Do this
Carry on the forum thread about mixer control software and feedback-resistant microphones from the point where it stops.

Unfortunately not. The original came out long before Yamaha started supplying Studio Manager; there might be a third party manager (I know there was one, whose name I'm blanking on, for the 02R), but it might be hard to find these days, and might not be cheap.

Sorry 

--Andy


----------



## SHARYNF (Feb 19, 2007)

Here is the link for some control software, know it works with 03d and 02r not sure about anything else, it was from a company called c mexx
\ 
http://www.sfb.net/acatalog/C_Mexx.html 

Sharyn


----------



## tblan (Feb 19, 2007)

Consider splitting each signal before it comes into the board, send one channel to the mains and the other back through the monitors. This will give you more control over eq for the monitors vs. the mains and should help to manage feedback a bit better.


----------



## BenFranske (Feb 25, 2007)

A couple of things. First, as far as I know there is no Yamaha mixing software for the 01V; however there is third party mixing software for the 01V and the even older Promix 01 (a very early digital board from Yamaha) but I can't recall the manufacturer. Note that these older, pre-Ethernet boards require a MIDI port on the computer for control.

Secondly, while speaker placement, EQ, etc. can have a great impact on gain before feedback there IS a distinct difference between microphones. When I work in a difficult feedback environment my (dynamic) mics of choice are the Audix OM series, I have the most experience with the OM5 which is fantastic, I would expect at least as good a job from the OM7. For comparison, these are significantly better than the everpresent SM58. AudioTechnica also makes some good dynamic mics.


----------



## TimmyP1955 (Mar 25, 2007)

The CM311A is the go too mic for drummers and percussionists.

Otherwise the OM7 is the mic for feedback rejection. I also prefer its sound to any other dynamic I've tried so far.


----------



## Robert Linkroum (Dec 22, 2013)

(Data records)
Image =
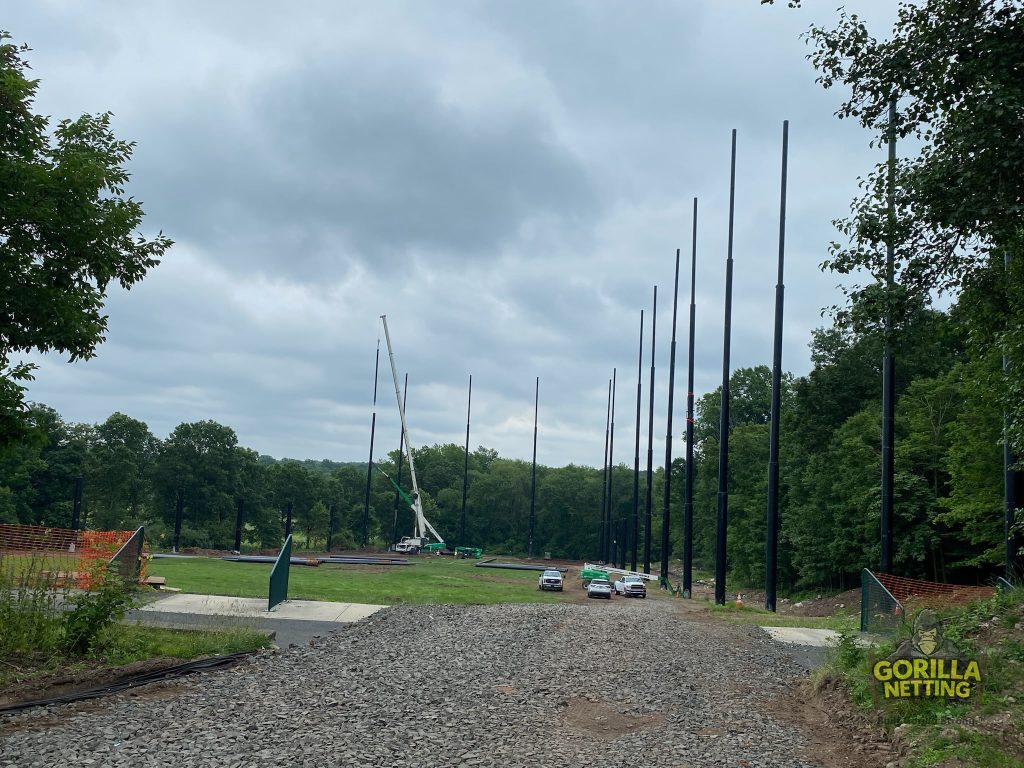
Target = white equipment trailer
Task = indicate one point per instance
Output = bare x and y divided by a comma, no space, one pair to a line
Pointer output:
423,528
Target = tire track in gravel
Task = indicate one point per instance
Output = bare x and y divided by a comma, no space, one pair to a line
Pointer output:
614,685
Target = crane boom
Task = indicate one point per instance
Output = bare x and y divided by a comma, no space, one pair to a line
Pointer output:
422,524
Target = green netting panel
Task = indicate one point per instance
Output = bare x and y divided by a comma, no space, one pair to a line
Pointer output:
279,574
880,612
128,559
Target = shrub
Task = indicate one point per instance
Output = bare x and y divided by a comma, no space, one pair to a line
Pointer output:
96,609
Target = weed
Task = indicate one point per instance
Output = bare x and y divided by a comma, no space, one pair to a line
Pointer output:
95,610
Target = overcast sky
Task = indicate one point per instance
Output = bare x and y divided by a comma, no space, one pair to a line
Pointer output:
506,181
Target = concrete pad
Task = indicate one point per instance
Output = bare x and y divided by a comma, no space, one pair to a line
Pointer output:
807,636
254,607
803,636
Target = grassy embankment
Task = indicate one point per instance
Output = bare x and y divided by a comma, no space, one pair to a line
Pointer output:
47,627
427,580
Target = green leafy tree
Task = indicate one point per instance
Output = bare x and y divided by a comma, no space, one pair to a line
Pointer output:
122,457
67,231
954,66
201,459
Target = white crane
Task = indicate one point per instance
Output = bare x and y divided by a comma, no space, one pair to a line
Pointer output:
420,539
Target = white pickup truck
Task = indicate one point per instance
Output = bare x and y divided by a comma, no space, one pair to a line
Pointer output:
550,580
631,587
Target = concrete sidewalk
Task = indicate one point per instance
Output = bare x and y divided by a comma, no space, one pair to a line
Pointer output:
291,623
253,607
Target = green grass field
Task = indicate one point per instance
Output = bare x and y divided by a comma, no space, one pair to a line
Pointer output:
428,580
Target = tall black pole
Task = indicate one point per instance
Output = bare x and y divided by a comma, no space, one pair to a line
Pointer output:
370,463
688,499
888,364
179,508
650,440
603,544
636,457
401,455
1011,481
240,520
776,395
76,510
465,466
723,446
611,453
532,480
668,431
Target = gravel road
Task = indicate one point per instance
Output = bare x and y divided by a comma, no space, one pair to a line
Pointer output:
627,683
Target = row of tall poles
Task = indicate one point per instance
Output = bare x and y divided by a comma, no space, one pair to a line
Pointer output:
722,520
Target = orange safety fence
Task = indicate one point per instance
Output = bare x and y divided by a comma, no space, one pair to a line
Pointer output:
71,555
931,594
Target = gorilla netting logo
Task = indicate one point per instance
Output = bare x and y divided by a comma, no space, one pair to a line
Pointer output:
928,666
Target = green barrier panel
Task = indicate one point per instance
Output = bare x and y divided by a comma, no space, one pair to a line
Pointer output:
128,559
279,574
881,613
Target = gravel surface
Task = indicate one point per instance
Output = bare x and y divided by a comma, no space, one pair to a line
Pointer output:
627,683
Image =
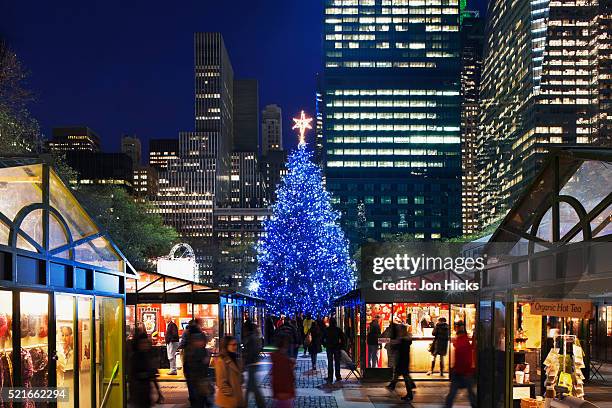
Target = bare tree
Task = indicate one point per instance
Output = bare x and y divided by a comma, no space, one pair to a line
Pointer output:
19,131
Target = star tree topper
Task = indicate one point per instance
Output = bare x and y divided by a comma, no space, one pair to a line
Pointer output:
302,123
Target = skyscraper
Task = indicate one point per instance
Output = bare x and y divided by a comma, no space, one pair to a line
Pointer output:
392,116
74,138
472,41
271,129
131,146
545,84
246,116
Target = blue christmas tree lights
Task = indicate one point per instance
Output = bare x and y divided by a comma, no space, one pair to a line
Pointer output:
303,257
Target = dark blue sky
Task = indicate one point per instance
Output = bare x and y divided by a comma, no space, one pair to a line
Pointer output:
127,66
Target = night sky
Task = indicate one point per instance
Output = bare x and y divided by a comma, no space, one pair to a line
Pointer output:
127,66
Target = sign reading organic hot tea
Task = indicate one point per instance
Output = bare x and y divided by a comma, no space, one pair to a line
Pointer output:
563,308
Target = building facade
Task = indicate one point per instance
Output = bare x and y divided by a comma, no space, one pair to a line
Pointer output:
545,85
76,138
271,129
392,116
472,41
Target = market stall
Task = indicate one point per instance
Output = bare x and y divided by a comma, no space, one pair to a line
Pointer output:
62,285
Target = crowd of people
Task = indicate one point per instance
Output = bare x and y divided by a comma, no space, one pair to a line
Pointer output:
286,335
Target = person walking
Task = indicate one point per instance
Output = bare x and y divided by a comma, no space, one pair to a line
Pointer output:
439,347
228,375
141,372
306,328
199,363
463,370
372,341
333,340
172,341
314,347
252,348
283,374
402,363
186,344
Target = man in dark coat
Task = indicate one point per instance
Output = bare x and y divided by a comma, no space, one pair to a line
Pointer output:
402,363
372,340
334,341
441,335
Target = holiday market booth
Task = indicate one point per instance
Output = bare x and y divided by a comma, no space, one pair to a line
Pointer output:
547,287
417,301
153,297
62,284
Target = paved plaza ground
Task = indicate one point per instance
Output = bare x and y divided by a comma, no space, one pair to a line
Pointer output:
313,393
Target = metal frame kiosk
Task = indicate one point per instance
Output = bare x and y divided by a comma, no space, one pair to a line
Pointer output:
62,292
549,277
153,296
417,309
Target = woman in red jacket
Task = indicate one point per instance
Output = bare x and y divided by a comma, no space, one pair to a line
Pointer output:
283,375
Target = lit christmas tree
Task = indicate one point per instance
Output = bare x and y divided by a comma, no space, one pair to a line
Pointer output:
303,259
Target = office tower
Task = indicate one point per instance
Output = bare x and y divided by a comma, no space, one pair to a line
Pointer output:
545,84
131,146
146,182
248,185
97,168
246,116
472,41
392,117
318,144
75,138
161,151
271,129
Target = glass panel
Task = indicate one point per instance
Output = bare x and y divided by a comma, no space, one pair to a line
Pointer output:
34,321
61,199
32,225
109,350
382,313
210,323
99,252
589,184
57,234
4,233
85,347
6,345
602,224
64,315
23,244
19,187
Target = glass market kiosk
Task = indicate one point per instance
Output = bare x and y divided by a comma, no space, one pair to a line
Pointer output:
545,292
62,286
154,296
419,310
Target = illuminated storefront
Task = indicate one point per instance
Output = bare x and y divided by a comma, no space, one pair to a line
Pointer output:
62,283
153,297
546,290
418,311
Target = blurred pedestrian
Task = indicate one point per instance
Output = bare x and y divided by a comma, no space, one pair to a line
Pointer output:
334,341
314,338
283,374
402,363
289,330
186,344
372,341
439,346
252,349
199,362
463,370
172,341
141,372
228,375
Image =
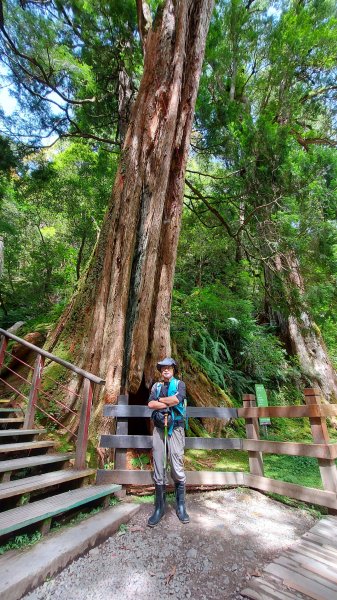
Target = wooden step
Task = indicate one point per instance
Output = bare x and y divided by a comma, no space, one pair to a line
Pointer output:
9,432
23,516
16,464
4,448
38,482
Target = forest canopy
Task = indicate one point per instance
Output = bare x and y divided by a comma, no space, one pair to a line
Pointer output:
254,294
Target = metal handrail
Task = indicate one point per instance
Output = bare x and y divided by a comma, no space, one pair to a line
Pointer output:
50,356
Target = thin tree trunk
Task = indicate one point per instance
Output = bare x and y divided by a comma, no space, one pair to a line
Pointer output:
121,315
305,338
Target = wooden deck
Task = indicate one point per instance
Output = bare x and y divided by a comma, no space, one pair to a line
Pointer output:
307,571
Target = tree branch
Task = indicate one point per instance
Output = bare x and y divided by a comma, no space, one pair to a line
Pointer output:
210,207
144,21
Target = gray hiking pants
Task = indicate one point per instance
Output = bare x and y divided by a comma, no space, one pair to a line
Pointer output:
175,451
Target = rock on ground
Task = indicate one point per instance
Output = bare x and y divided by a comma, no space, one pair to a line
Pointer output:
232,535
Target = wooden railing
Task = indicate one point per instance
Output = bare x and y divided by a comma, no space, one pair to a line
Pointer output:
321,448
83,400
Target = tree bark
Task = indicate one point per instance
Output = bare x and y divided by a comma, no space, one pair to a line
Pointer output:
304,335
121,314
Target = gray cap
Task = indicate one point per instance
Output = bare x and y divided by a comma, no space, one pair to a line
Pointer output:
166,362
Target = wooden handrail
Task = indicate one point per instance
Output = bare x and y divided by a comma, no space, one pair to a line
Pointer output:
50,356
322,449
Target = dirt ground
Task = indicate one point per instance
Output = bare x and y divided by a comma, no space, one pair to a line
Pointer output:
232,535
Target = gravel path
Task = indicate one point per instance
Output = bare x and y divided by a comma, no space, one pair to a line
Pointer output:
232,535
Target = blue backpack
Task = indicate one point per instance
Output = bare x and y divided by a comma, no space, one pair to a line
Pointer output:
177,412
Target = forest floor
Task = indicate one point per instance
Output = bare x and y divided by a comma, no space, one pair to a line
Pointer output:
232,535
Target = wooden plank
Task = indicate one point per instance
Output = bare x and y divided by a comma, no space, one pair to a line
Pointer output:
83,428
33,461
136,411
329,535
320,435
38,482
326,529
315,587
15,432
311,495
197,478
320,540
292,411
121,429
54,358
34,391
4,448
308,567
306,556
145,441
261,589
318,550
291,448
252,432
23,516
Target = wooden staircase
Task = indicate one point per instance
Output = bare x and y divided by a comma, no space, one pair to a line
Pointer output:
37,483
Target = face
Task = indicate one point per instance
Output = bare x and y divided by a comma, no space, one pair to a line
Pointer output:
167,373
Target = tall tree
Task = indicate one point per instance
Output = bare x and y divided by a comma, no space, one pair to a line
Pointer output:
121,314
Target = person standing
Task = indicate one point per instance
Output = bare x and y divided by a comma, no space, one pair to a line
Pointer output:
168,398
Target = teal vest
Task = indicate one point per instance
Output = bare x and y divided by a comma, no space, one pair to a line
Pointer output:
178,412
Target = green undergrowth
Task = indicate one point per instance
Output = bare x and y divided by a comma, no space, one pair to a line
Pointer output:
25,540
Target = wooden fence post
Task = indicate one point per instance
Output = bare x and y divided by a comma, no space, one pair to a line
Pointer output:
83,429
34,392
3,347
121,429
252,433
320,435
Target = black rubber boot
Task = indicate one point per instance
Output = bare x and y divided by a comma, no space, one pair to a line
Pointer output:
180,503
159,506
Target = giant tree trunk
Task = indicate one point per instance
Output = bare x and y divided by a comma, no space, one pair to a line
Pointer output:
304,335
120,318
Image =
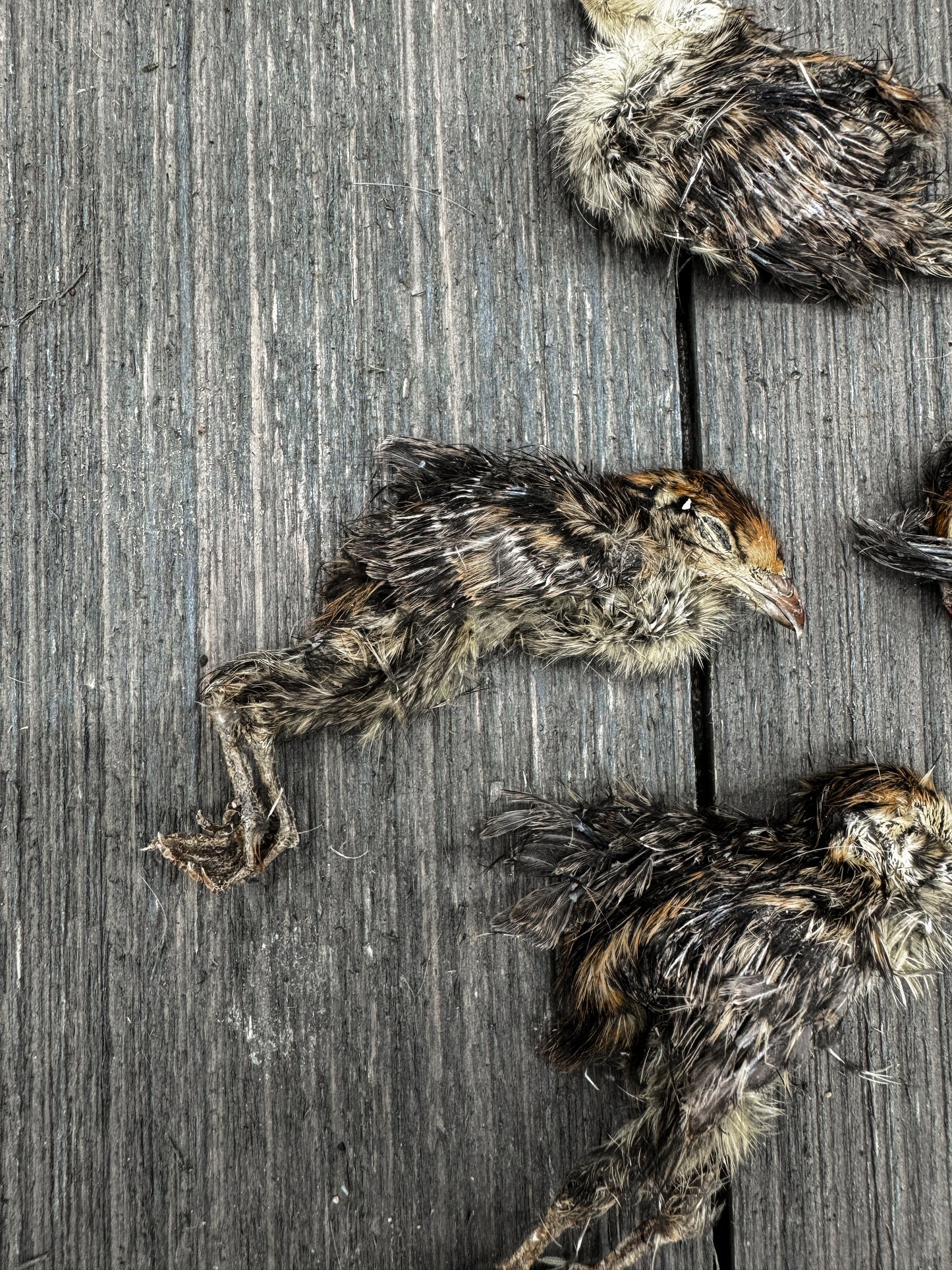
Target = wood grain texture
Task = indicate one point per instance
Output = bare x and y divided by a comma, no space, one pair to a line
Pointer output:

Written answer
Dear MadKayaker,
In your Battle of the Bands event, if different bands bring some or all of their own gear, the following is a stellar solution:
In addition to, or instead of, the "slash and burn" EQ solutions listed here, try first using a high quality Compressor / Limiter such as the DBX 1066 - about $ 500 USD (has XLR and quarter-inch In and Out connections with lots of status indicators to verify the different operational settings).
Music and vocals that have potential for wide variations in dynamic range will have momentary peaks that can send a sound reinforcement system into howling feedback.
The use of a Limiter to put a brick wall on the peaks will go far in reducing the peaks that can trigger feedback and place a ceiling on the overall sound for the seated audience.
This sound ceiling will be esecially helpful if a audio feed is going to a video camera.
If you choose to EQ the system, use an Automatic Feedback Supressor such as the Behringer Shark - about $100 USD (again XLR and quarter-inch In and Outs with multiple helpful indicators). Both the use of the Limiter and the Feedback Supressor work well in a unknown room and performance situation.
when correctly used, this audio trickery will work and do it in a invisible manor.
A quick check with the bands, may find that one of them has these devices already.
The Auto Feedback Supressor does the work of a deep notch Parametric EQ, but just does if faster and better. 
The audience will just remember a fun time without a hint of nasty feedback.
-Robert Linkroum
Belmont Shore, California 
("The Come As You Are Section" of Long Beach, CA)
310 951 9985


----------



## FMEng (Dec 22, 2013)

This thread is six years old. Not sure why it needs a response now. Controlling levels and peaks with a compressor/limiter will not reduce the chance for feedback. If that were true, it would be harder to drive a system into feedback with mics sitting on a quiet stage. It isn't hard to demonstrate that the same amount of gain will result in feedback regardless of the sound levels. Compression is an important tool, but using it actually makes it harder to control feedback, because the compressor is effectively turning up the gain when the loudness of the source is getting softer. It is like having an invisible hand pushing up the fader.


----------



## Floobydust (Dec 22, 2013)

Audix OM7 is a winner for my band gigs.

Very narrow pattern, so the performer has to be right on it.


----------



## museav (Dec 24, 2013)

Robert Linkroum said:


> In your Battle of the Bands event, if different bands bring some or all of their own gear, the following is a stellar solution:
> In addition to, or instead of, the "slash and burn" EQ solutions listed here, try first using a high quality Compressor / Limiter such as the DBX 1066 - about $ 500 USD (has XLR and quarter-inch In and Out connections with lots of status indicators to verify the different operational settings).
> Music and vocals that have potential for wide variations in dynamic range will have momentary peaks that can send a sound reinforcement system into howling feedback.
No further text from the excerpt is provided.